Excerpt to read ::
━━━━━━━━━━━━━━━━
A sphare: $\lbrace\mathbf{x}: \parallel\mathbf{x}\parallel\leq r\rbrace$, where $r>0$:
A halfspace: $\lbrace\mathbf{x}: \mathbf{a}^T\mathbf{x}\leq b\rbrace$, where $\mathbf{a}\in\mathbb{R}^{K}$ and $b\in\mathbb{R}$
A hyperplane: $\lbrace\mathbf{x}: \mathbf{A} \mathbf{x}= \mathbf{b}\rbrace$, where $\mathbf{A}\in\mathbb{R}^{S\times K}$ and $ \mathbf{b}\in\mathbb{R}^{S}$
A box: $\lbrace\mathbf{x}: l\leq x_i \leq u, i=1,\ldots,K\rbrace$, where $l \leq u$ can be $-\infty$ and $+\infty$. Hence, when $l=-\infty$ and $u=+\infty$, set $\Omega=\mathbb{R}^{K}$, which means no such constraint; when $l=0$ and $u=+\infty$, set $\Omega$ is a non-negative cone

Package - SFCOpack-Matlab or SFCOpack-Python provides 1 solver from the following paper:

SNSCO - S Zhou, L Pan, N Xiu, and G Li, A 0/1 constrained optimization solving sample average approximation for chance constrained programming, MOR, 2024.

Note that $\texttt{SNSCO}$ is a second-order method, requiring the objective, gradient, and Hessian of functions $f(\mathbf{x})$ and $\mathbf{G}(\mathbf{x})$. Based on Matlab syntax (similar to Python syntax), below is an example of how to define these functions for the solver to solve a recovery problem. The problem has $f(\mathbf{x})=0.5\parallel\mathbf{B}\mathbf{x}-\mathbf{d}\parallel^2$ and $\mathbf{G}_{ij}(\mathbf{x})= \langle\mathbf{A}_{:(j-1)M+i}, \mathbf{x}\rangle-C_{ij}$. The two MATLAB code snippets below respectively define the function values, gradients, and Hessians of $f$ and $\mathbf{G}$. For example, in the inputs of the function handle $\texttt{FuncfRecovery}$, $\texttt{x}$ is the variable, while（$\texttt{B}$, $\texttt{d}$, $\texttt{BtB}$）are the data involved in the function $f(\mathbf{x})$. When calling the function $\texttt{FuncfRecovery}$, users need to define these data.
━━━━━━━━━━━━━━━━
Exercise requirements ::
In the excerpt on the SNSCO solver, what does the solver require for the functions f(x) and G(x)?

Dataset excerpt:
━━━━━━━━━━━━━━━━
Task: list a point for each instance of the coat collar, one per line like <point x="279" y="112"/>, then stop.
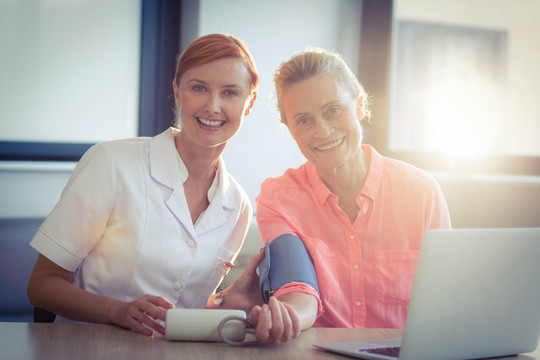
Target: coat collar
<point x="168" y="169"/>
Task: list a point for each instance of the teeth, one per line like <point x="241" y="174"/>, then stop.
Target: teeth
<point x="331" y="145"/>
<point x="213" y="123"/>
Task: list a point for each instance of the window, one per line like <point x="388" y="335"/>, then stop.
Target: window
<point x="454" y="83"/>
<point x="77" y="73"/>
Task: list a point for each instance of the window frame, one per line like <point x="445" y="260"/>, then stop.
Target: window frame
<point x="374" y="72"/>
<point x="160" y="45"/>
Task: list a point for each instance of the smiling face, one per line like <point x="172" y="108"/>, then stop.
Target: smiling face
<point x="213" y="99"/>
<point x="324" y="120"/>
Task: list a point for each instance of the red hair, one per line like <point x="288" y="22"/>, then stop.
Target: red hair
<point x="213" y="47"/>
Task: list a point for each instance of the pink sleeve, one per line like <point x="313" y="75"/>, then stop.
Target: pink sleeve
<point x="439" y="216"/>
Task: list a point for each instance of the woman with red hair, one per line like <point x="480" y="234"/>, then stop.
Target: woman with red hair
<point x="148" y="224"/>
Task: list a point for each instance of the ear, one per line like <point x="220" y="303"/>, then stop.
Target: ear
<point x="360" y="107"/>
<point x="176" y="95"/>
<point x="251" y="102"/>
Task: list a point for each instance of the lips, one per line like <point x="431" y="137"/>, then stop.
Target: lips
<point x="330" y="145"/>
<point x="210" y="123"/>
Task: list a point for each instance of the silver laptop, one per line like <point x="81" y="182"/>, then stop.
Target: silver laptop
<point x="476" y="294"/>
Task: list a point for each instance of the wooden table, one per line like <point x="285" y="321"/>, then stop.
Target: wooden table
<point x="95" y="341"/>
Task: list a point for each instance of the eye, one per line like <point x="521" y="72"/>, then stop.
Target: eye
<point x="303" y="122"/>
<point x="334" y="110"/>
<point x="199" y="88"/>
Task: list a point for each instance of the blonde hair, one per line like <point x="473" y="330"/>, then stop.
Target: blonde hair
<point x="313" y="62"/>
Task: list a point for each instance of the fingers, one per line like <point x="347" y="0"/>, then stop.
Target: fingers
<point x="147" y="314"/>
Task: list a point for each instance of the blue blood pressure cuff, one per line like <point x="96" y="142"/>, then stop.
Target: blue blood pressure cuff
<point x="286" y="260"/>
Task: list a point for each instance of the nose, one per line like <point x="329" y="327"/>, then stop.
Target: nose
<point x="213" y="106"/>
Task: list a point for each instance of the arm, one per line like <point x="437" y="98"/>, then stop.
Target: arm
<point x="283" y="319"/>
<point x="278" y="321"/>
<point x="49" y="288"/>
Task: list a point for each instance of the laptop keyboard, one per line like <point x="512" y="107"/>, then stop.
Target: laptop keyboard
<point x="388" y="351"/>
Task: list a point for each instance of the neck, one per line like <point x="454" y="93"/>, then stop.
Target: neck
<point x="200" y="162"/>
<point x="348" y="178"/>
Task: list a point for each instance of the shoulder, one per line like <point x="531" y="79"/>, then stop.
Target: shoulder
<point x="292" y="179"/>
<point x="233" y="191"/>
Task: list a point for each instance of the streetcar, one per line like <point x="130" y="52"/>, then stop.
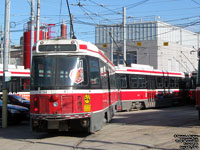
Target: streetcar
<point x="19" y="81"/>
<point x="73" y="87"/>
<point x="142" y="87"/>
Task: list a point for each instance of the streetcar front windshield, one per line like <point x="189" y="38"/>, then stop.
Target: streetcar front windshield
<point x="58" y="72"/>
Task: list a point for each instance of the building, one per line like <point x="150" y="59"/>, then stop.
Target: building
<point x="155" y="43"/>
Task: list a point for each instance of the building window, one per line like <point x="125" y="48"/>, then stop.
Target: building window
<point x="131" y="58"/>
<point x="118" y="59"/>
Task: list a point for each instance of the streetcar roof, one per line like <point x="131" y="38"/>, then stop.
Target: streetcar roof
<point x="16" y="71"/>
<point x="146" y="70"/>
<point x="82" y="48"/>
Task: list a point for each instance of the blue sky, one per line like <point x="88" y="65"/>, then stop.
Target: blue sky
<point x="88" y="13"/>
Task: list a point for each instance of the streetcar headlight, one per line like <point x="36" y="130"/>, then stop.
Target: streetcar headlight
<point x="55" y="97"/>
<point x="79" y="103"/>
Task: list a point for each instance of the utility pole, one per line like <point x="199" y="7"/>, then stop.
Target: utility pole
<point x="32" y="29"/>
<point x="2" y="37"/>
<point x="71" y="28"/>
<point x="38" y="21"/>
<point x="111" y="44"/>
<point x="5" y="61"/>
<point x="124" y="32"/>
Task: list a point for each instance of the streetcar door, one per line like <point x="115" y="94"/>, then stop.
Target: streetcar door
<point x="151" y="92"/>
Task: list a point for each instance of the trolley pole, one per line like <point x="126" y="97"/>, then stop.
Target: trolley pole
<point x="2" y="37"/>
<point x="124" y="32"/>
<point x="111" y="44"/>
<point x="32" y="28"/>
<point x="5" y="61"/>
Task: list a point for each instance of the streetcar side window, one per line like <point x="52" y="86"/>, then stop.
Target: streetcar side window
<point x="177" y="82"/>
<point x="133" y="81"/>
<point x="159" y="82"/>
<point x="172" y="82"/>
<point x="94" y="72"/>
<point x="166" y="82"/>
<point x="142" y="82"/>
<point x="104" y="79"/>
<point x="123" y="81"/>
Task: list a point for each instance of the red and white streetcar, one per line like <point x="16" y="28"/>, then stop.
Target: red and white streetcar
<point x="73" y="86"/>
<point x="141" y="87"/>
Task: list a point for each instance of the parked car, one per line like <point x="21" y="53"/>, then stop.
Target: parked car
<point x="17" y="100"/>
<point x="16" y="113"/>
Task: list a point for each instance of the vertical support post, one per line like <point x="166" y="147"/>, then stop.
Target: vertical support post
<point x="5" y="60"/>
<point x="111" y="44"/>
<point x="71" y="28"/>
<point x="38" y="21"/>
<point x="124" y="32"/>
<point x="2" y="37"/>
<point x="32" y="29"/>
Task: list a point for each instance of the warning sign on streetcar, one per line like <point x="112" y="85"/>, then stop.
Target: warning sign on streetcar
<point x="87" y="98"/>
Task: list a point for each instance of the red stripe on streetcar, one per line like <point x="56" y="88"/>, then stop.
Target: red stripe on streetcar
<point x="156" y="72"/>
<point x="99" y="52"/>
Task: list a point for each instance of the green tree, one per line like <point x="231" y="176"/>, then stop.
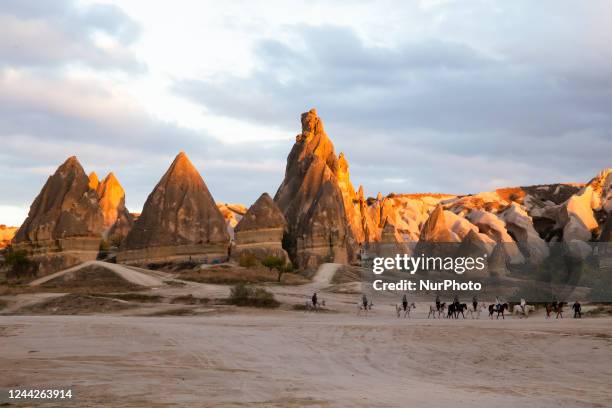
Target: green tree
<point x="274" y="262"/>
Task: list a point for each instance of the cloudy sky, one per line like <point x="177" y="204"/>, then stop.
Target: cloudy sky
<point x="440" y="96"/>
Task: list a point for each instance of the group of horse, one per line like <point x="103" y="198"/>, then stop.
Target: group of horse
<point x="454" y="310"/>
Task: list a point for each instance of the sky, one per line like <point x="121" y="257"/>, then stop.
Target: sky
<point x="421" y="96"/>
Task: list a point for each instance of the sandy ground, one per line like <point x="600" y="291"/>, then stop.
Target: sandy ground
<point x="129" y="274"/>
<point x="247" y="357"/>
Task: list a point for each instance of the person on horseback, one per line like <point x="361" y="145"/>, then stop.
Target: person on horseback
<point x="577" y="308"/>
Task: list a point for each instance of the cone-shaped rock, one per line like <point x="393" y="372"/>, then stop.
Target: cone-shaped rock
<point x="117" y="219"/>
<point x="65" y="223"/>
<point x="260" y="231"/>
<point x="318" y="200"/>
<point x="180" y="219"/>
━━━━━━━━━━━━━━━━
Written answer ::
Their objective, gradient, and Hessian.